_REQUIRED ACTION_.
From the records below, find each line with the string "instance" and copy it.

[Start of section]

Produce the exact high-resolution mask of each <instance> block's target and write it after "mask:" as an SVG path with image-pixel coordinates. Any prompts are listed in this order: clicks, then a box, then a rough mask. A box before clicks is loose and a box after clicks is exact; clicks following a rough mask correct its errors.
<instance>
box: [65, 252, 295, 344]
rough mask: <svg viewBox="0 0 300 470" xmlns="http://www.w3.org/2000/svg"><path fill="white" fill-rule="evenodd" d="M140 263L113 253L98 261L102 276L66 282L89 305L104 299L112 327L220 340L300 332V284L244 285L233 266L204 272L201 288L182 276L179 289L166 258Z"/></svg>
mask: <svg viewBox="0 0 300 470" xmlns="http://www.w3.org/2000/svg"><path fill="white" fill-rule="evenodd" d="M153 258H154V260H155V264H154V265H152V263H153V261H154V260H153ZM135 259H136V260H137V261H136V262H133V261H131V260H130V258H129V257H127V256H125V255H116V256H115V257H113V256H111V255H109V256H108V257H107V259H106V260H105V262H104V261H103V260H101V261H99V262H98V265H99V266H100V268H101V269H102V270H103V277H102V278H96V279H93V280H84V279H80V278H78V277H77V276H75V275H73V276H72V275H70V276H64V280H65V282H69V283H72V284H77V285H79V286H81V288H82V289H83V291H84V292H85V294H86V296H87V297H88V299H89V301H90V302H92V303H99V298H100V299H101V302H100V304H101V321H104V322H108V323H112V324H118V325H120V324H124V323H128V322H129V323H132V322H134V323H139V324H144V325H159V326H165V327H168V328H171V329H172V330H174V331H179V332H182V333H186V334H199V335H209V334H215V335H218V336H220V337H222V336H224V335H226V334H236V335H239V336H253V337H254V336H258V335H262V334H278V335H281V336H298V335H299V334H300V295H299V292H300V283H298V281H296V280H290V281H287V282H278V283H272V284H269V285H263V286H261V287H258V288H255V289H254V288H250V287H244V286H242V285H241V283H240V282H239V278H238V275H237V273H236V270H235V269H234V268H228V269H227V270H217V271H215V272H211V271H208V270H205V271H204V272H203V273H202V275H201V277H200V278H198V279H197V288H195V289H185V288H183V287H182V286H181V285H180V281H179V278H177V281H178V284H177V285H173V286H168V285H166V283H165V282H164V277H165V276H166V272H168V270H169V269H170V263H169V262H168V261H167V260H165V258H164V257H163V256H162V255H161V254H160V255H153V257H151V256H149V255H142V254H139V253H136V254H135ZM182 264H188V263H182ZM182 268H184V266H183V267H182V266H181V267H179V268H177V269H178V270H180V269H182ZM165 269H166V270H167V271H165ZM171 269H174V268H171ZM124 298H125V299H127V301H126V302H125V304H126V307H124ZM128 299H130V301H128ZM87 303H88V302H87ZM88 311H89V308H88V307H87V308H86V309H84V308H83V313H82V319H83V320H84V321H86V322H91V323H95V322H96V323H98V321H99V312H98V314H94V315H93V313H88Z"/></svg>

[End of section]

_SOLUTION FOR THIS TASK_.
Produce the exact high-resolution mask of each <instance> block's target and write it after "mask:" as an SVG path with image-pixel coordinates. Any prompts are listed in this order: clicks, then a box, then a rough mask. A box before clicks is loose and a box after clicks is exact; clicks following a rough mask correct its errors.
<instance>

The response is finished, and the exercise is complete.